───── PROVIDED DATA

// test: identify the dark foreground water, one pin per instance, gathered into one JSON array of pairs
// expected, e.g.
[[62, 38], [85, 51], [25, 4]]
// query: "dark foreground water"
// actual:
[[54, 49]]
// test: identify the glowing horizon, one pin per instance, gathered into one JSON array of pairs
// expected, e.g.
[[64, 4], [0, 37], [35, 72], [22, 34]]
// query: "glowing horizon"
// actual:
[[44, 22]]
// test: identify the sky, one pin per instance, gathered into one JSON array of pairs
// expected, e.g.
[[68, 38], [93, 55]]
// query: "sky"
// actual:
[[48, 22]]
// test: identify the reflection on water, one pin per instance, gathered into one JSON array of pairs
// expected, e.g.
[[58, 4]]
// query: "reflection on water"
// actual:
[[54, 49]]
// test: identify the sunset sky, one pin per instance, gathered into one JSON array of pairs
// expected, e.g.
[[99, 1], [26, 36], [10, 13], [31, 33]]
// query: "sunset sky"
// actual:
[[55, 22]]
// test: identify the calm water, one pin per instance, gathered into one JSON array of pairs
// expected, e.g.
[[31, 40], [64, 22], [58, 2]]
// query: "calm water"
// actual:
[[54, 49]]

──────────
───── PROVIDED DATA

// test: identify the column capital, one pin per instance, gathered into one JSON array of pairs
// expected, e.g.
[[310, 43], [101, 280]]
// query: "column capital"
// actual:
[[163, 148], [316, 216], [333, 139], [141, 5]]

──────────

Identify each line in the entries that contains the word "foreground" and copy those lines.

RESULT BELOW:
// test: identify the dark foreground water, one pin per instance, gathered into one JSON array of pairs
// query: "dark foreground water"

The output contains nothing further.